Directives »
A: Could you condense the paragraph of the land acquisition judgment beginning "2.1. The State of Himachal Pradesh" into a short list that keeps its main facts?
B: Could you set down, word for word, the land acquisition judgment passage from "10. Thakur Kamta" to "short ‘the Act’)."?

Provided text »

____

9. Special Tehsildar Land Acquisition, Vishakapatnam v. A. Mangala Gowri (Smt.) [JT 1991 (3) SC 444] (Para 5)
10. Thakur Kamta Prasad Singh (Dead) by LRs. v. State of Bihar [1976 (3) SCC 772] (Para 15)
11. Smt. Tribeni Devi & Ors. v. Collector of Ranchi & Vice Versa [1972 (1) SCC 480] (Para 7)
1. This batch of appeals arises from the final judgment and order dated 7th June, 1999 rendered by the High Court of Himachal Pradesh at Shimla in twenty Regular First Appeals as also final judgment and order dated 14th August, 2003 delivered by the said High Court in twelve cognate Regular First Appeals wherein the former order has been relied upon. By the impugned order, while allowing the appeal preferred by the Himachal Pradesh Housing Board (hereinafter referred to as ‘the Housing Board’), the High Court has reduced the amount of compensation awarded by the District Judge in Reference under Section 18 of the Land Acquisition Act, 1894 (for short ‘the Act’).
2. Material facts common to all the appeals and relevant for the purpose of disposal of these appeals, are as follows:
2.1. The State of Himachal Pradesh, respondent No.2 in Civil Appeal No.2213 of 2001, intended to acquire land of the appellants at Shoghi, about 12 K.M. from the capital of the State at Shimla, for construction of a Housing Board Colony. Accordingly, a Notification under Section 4 of the Act was issued and published in the Himachal Pradesh Gazette on 6th November, 1990. The quality of the lands involved in the acquisition fell in different categories. The Land Acquisition Collector, respondent No.3 herein, by his Award dated 3rd August, 1994 assessed the market value of the acquired land and announced his Award by which compensation at the rate of Rs.32,073/- per Bigha in respect of Bakhal Awal, Rs.24,288/- per Bigha for Bakhal Doem and Rs.7,785/- per Bigha for Ghasani Banjar Kadeem was awarded to the appellants- landowners.
3. Not being satisfied, the appellants filed Reference Applications before the District Judge under Section 18 of the Act claiming compensation at Rs.22,00,000/- per Bigha, inter alia, on the ground that the market value of the acquired land was much more than what was awarded by respondent No.3. Vide his order dated 22nd June, 1996, the District Judge found the evidence adduced by the appellants (Exts. PW2/B and PW2/A) to be reliable. However, he found the exemplars filed by the Housing Board (RW3/A and RX), to be irrelevant for ascertaining the market value of the lands. Accordingly, he determined the market value of the acquired land at Rs.2 lakh per Bigha for all kinds of lands irrespective of their quality and classification. In addition thereto, the District Judge awarded Statutory interest and solatium to the appellants. Similarly, vide his order dated 22nd March, 1997, the District Judge again found the evidence adduced by the appellants in the form of two sale deeds to be reliable. Accordingly, relying on his earlier order dated 22nd June, 1996 (Ex.PZ), he awarded the same compensation to the appellants.

____

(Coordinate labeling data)
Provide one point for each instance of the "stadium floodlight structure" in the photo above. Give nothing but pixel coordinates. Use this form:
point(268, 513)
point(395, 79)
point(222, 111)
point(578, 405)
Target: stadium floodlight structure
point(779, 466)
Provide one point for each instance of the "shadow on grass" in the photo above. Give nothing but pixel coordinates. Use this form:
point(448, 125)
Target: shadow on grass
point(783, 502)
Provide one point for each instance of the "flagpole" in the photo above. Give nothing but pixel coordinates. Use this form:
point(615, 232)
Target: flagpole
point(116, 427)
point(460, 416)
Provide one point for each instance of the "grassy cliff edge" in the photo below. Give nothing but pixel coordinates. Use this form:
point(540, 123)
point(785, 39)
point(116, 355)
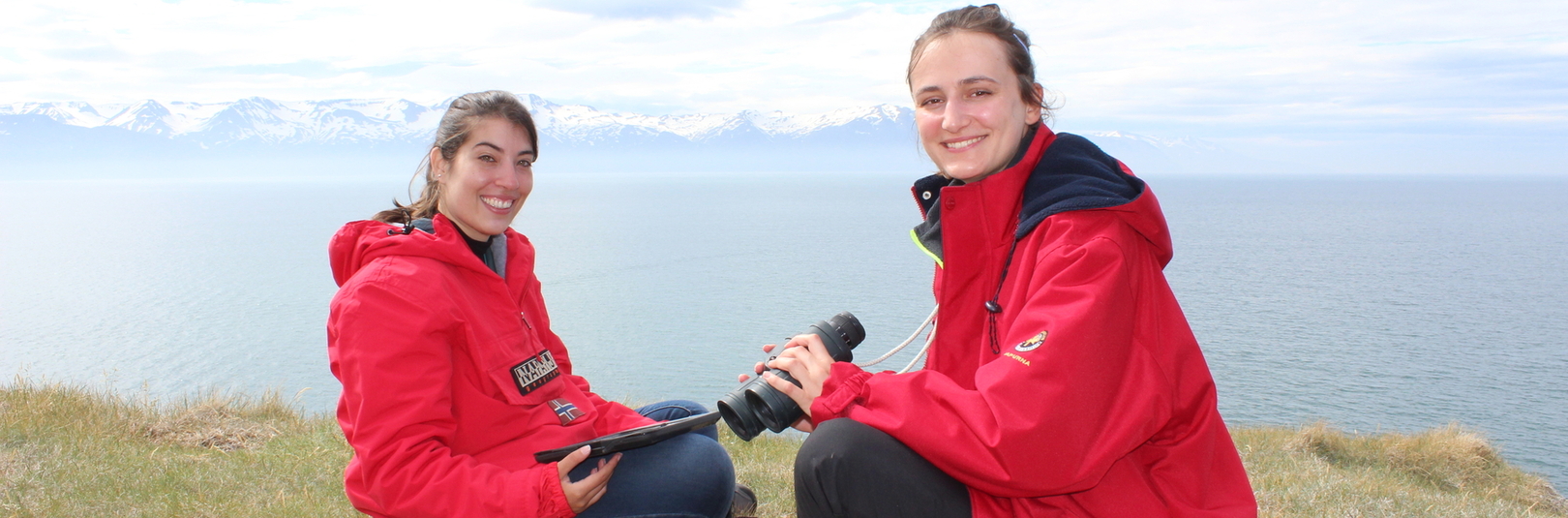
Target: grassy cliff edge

____

Answers »
A:
- The State of Himachal Pradesh, respondent No.2 in Civil Appeal No.2213 of 2001, intended to acquire the appellants' land at Shoghi for a Housing Board Colony. Shoghi is about 12 K.M. from the state capital at Shimla.
- A Notification under Section 4 of the Act was published in the Himachal Pradesh Gazette on 6th November, 1990.
- The acquired lands fell into different quality categories.
- The Land Acquisition Collector, respondent No.3, issued his Award on 3rd August, 1994. It awarded compensation per Bigha as follows:
  - Rs.32,073/- for Bakhal Awal
  - Rs.24,288/- for Bakhal Doem
  - Rs.7,785/- for Ghasani Banjar Kadeem

B:
10. Thakur Kamta Prasad Singh (Dead) by LRs. v. State of Bihar [1976 (3) SCC 772] (Para 15)
11. Smt. Tribeni Devi & Ors. v. Collector of Ranchi & Vice Versa [1972 (1) SCC 480] (Para 7)
1. This batch of appeals arises from the final judgment and order dated 7th June, 1999 rendered by the High Court of Himachal Pradesh at Shimla in twenty Regular First Appeals as also final judgment and order dated 14th August, 2003 delivered by the said High Court in twelve cognate Regular First Appeals wherein the former order has been relied upon. By the impugned order, while allowing the appeal preferred by the Himachal Pradesh Housing Board (hereinafter referred to as ‘the Housing Board’), the High Court has reduced the amount of compensation awarded by the District Judge in Reference under Section 18 of the Land Acquisition Act, 1894 (for short ‘the Act’).